Fashion exhibitions are always difficult, especially exhibitions of contemporary fashion. Quite often photos of the collection can be viewed online and sometimes even a video of the catwalk show, so you can see how the clothes move. If you want to see the actual clothes you can just walk into Harvey Nichols, the Galeries Lafayette or any other high end department store or of course the designer's own boutique if he or she has one. So what added value does an exhibition have?

Many fashion designers themselves, when given the opportunity to do an exhibition, also grapple with this question. One option is to ask a famous scenographer to design the exhibition, as in the Giorgio Armani show at the Guggenheim Museum and the Royal Academy in London, which was designed by Robert Wilson. Another option is to do something experimental that would otherwise be difficult to realize. Martin Margiela collaborated with a microbiologist for an exhibition at the Boymans van Beuningen Museum in Rotterdam, The Netherlands. The clothes were hung outside. Each cloth was treated with a different bacteria, which over time and under the influence of moist and sun, caused the clothes to discolour.

## MATERIAL SHOWN

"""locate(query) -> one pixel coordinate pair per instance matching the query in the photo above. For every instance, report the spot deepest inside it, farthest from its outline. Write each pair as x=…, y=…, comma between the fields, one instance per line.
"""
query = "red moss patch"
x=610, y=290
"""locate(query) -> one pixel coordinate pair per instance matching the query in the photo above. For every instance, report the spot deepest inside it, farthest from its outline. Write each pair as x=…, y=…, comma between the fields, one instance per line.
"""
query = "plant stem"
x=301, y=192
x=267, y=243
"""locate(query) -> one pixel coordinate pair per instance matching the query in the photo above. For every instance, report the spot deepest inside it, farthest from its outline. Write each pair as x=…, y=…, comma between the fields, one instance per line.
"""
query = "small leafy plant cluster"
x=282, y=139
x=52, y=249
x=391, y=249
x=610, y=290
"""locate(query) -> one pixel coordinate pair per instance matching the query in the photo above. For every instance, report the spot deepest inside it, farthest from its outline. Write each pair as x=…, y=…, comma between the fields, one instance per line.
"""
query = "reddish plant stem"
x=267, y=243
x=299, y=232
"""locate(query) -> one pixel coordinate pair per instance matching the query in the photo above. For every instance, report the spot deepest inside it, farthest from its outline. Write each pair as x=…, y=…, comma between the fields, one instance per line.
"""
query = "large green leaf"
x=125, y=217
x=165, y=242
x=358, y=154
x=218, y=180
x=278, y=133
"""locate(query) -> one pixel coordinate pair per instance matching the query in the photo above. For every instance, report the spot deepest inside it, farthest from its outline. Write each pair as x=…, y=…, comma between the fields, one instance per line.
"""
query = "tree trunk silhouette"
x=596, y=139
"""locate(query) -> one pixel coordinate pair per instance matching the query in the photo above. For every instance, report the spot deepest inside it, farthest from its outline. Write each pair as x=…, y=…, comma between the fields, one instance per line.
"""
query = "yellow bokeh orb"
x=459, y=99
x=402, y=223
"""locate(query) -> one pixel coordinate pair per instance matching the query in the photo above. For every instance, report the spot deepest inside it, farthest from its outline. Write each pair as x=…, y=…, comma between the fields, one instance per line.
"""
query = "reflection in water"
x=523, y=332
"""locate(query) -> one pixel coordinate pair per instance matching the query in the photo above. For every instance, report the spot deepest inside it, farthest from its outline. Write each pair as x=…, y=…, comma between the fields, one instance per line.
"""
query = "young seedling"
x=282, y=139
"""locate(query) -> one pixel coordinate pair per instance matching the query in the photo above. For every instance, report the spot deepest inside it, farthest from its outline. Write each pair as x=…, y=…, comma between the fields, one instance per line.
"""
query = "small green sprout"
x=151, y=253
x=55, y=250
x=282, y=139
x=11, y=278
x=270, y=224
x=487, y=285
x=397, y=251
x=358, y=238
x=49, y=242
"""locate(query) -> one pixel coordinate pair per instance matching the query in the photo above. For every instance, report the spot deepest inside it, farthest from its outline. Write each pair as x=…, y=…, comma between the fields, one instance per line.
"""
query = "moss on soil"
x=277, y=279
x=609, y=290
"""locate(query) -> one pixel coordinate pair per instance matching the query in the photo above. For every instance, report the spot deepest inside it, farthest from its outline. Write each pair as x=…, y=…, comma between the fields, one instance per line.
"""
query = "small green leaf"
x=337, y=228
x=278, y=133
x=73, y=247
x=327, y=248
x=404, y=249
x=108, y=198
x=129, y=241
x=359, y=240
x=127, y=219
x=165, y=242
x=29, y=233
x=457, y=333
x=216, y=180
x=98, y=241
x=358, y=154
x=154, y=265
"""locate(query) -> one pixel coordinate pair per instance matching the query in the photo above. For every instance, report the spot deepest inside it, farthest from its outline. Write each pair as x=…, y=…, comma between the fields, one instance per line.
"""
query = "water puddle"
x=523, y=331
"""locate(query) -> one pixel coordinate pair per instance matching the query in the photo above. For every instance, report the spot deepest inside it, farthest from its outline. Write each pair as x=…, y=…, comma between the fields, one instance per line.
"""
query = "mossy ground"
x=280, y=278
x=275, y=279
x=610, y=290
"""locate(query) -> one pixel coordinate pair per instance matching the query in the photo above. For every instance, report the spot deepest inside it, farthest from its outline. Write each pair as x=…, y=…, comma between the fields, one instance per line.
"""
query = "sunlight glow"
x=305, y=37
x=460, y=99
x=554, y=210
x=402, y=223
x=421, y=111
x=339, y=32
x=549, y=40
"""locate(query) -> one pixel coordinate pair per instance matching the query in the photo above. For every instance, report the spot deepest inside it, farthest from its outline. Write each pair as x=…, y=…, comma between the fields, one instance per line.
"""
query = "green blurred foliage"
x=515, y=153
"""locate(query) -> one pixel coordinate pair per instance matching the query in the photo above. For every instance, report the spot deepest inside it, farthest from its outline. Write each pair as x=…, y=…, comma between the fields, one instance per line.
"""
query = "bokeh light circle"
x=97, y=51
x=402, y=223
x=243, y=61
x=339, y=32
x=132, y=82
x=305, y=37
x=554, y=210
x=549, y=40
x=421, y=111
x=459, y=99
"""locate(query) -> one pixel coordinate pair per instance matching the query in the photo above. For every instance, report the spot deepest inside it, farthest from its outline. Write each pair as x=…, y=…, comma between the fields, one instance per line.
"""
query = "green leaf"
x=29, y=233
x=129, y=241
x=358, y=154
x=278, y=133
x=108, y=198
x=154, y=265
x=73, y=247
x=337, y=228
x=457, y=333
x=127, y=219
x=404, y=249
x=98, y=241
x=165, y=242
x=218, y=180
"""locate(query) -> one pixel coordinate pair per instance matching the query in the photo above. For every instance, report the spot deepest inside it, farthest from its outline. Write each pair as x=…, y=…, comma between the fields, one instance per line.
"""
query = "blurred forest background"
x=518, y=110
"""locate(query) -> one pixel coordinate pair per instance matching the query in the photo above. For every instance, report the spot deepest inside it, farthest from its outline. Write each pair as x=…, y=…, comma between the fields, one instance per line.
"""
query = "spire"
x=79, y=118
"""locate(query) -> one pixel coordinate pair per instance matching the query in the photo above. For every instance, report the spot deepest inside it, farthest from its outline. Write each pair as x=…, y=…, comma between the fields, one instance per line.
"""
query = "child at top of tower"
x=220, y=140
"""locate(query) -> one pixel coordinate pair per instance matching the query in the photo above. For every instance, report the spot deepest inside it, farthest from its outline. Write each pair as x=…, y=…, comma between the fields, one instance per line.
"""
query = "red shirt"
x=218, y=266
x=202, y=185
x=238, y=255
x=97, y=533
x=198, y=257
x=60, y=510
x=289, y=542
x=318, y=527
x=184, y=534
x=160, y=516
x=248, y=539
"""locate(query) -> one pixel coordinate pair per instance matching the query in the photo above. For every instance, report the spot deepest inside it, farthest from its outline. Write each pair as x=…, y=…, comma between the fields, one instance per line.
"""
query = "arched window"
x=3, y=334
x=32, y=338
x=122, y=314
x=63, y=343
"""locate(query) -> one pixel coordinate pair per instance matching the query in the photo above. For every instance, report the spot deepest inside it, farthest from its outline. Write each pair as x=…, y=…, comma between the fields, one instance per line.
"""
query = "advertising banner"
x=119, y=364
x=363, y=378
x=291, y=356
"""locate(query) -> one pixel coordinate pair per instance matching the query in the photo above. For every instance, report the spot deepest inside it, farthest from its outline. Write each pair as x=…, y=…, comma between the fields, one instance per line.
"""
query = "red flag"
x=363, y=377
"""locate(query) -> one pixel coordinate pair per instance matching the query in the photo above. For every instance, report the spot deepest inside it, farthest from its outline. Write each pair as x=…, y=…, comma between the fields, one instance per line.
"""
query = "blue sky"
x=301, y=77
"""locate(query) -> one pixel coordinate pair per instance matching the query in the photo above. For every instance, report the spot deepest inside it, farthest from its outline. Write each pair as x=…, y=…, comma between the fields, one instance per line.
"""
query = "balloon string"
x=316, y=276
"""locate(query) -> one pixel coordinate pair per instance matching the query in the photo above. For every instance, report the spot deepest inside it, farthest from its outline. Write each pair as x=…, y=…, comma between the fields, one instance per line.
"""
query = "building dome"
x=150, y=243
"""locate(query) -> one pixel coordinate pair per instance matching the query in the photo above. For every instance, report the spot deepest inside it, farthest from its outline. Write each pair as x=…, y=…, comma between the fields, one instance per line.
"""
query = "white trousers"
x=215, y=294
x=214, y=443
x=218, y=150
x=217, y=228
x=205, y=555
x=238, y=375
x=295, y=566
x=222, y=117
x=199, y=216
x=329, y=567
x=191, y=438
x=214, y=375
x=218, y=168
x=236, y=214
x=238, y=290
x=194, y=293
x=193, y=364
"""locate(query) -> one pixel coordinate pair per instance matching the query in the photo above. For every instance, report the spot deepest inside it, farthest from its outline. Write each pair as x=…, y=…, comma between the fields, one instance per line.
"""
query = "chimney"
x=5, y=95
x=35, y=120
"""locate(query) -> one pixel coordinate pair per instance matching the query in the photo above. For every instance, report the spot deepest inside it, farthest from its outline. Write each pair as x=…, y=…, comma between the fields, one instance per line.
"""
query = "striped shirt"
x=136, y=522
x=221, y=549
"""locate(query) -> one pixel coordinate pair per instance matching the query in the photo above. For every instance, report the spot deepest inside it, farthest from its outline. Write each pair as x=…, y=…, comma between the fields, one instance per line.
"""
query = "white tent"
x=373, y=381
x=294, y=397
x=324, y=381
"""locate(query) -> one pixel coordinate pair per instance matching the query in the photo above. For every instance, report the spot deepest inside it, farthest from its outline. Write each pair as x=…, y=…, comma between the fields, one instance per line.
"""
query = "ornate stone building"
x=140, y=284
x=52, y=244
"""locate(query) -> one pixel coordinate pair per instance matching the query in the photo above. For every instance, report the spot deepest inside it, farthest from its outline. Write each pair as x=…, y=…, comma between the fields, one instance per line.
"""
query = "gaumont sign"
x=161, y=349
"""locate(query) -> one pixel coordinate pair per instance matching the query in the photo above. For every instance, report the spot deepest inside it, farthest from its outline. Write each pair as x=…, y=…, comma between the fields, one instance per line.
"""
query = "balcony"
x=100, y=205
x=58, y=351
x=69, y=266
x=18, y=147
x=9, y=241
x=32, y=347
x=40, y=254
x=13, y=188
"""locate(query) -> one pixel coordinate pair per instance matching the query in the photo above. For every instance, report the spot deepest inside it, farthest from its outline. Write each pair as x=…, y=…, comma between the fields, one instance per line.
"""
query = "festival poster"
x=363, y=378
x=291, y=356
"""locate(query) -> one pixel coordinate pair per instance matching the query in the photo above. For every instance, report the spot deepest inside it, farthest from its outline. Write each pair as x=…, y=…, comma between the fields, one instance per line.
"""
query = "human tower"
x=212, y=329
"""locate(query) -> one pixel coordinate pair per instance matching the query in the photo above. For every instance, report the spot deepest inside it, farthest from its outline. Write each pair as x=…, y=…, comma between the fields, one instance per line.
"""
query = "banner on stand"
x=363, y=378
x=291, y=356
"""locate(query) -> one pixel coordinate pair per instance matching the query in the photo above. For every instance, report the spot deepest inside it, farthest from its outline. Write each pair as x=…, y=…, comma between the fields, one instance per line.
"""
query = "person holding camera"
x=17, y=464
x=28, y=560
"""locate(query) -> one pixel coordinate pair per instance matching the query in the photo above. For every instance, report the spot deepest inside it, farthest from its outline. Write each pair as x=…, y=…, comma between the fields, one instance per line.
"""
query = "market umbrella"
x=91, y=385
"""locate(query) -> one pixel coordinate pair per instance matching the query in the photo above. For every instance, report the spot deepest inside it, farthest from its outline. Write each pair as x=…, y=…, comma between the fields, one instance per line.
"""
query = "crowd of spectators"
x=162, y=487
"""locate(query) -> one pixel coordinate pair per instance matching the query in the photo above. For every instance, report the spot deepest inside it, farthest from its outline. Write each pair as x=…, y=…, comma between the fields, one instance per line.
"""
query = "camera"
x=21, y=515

## WHAT THE TASK REQUIRES
Please continue the passage on fashion exhibitions above, picking up right after its last sentence.

## RESPONSE
At the Hussein Chalayan retrospective at the Groninger Museum you can find the obvious models, photos, excerpts from videos of several collections and the installations that Hussein Chalayan often makes to accompany a collection, such as the furniture that folds into suitcases of his fall winter 2000 collection. Also on show is the futuristic short film "Place to Passage" that Halayan made in 2003 about a woman who travels inside a capsule from London to Istanbul and back.

The most interesting part of the exhibition is the setting Hussein Chalayan created in the Coop Himmelb(l)au pavilion of the Groninger Museum. I loved the reflections in the mirrors on which the mannequins are standing.

Hussein Chalayan is at the Groninger Museum, Groningen, The Netherlands until 4 September 2005.